## WHAT TO DO
a. In the FAIS Ombudsman article, on what date was Stander's license granted?
b. Transcribe the part of the FAIS Ombudsman article that begins at the words "Stander’s first mistake" and stops after "to the complainants.".

## PAGE EXTRACT
◇ ◇ ◇ ◇ ◇ ◇ ◇
20 October 2009 | Compliance - Regulatory | FAIS Ombudsman | Gareth Stokes

In November 2004 Willem Johannes de Lange (now 81) and his wife Elma Cornelia de Lange followed their broker’s advice and invested substantial sums of money – R308 327 and R270 804 respectively – in Leaderguard Spot Forex (LSF). A month after investing the funds they discovered Leaderguard was effectively bankrupt and that they wouldn’t be able to recover their investments. On 26 June 2006 De Lange wrote to the FAIS Ombudsman, Charles Pillai, for assistance.

Pillai notes that the respondent, Johan Stander (who conducted business as Johan Stander Makelaars) provided a detailed response to the complaint. Stander did not believe “he was negligent in advising the complainants to invest in LSF,” says Pillai. There were many aspects of the transaction that weren’t disputed. The complainants approached the respondent for advice and subsequently moved cash from an Investec USD Money Fund and an Investec Euro Money Fund into LSF. They believed they would receive ‘more income’ for similar levels of risk. In his determination Pillai went to great lengths to assess whether Stander was ‘authorised’ to market foreign exchange products, whether he acted in compliance with the FAIS Act and whether the advice was appropriate.

Too many failings

Stander’s first mistake was one of omission. During his November 2004 dealings with the complainants he failed to declare that he was providing advice under exemption from the Financial Services Board (FSB). His license application had been submitted in August 2004 and was only subsequently granted on 21 December 2004. Leaderguard Securities (LS), the South African marketing arm of Mauritius-based LSF, was also operating under an FSB exemption at the time. Pillai felt the respondent should have mentioned these facts to the complainants.

The next step was to determine whether the respondent had conducted his affairs in compliance with the FAIS Act. Pillai summarised his findings under headings such as due diligence and disclosure. He noted the complainants were 78 and 72 years of age respectively when the advice was given. He further observed they had a conservative risk profile, a fact not disputed by Stander. Where did Stander go wrong? We summarise some of Pillai’s concerns below:

  • Stander failed to mention to the complainants that he was operating under exemption pending the approval of his license application.
◇ ◇ ◇ ◇ ◇ ◇ ◇
(Labeled photos with boxes)
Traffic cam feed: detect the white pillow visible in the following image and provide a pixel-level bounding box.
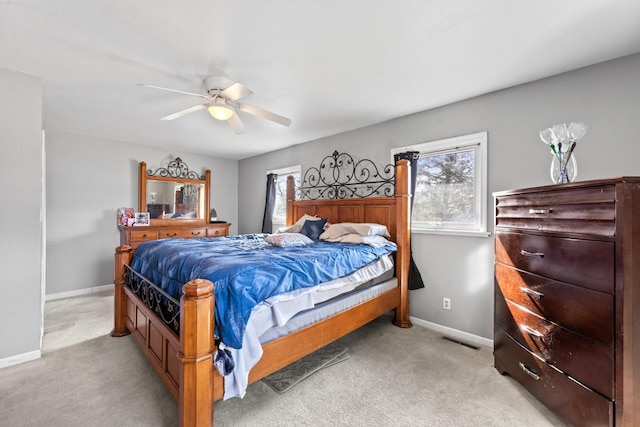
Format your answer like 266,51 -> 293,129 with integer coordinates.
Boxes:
264,233 -> 313,248
324,233 -> 396,248
320,222 -> 390,241
276,214 -> 322,233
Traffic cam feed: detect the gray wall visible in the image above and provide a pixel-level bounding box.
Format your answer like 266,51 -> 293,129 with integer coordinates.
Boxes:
238,55 -> 640,338
46,131 -> 238,296
0,69 -> 43,361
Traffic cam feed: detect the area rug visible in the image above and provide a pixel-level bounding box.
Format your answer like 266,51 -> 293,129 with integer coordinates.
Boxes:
262,342 -> 349,393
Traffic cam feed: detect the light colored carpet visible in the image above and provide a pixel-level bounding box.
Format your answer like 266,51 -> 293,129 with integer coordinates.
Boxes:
262,342 -> 349,393
0,293 -> 563,427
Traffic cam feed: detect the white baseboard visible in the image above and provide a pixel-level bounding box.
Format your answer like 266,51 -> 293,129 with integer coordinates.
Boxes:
44,283 -> 113,301
409,316 -> 493,348
0,350 -> 42,369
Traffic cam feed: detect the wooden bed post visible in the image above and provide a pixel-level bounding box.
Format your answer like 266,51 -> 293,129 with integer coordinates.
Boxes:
178,279 -> 215,427
394,160 -> 411,328
285,175 -> 296,226
111,245 -> 133,337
◇ ◇ ◇ ◇ ◇ ◇ ◇
## THE REPLIES
a. 21 December 2004

b.
Stander’s first mistake was one of omission. During his November 2004 dealings with the complainants he failed to declare that he was providing advice under exemption from the Financial Services Board (FSB). His license application had been submitted in August 2004 and was only subsequently granted on 21 December 2004. Leaderguard Securities (LS), the South African marketing arm of Mauritius-based LSF, was also operating under an FSB exemption at the time. Pillai felt the respondent should have mentioned these facts to the complainants.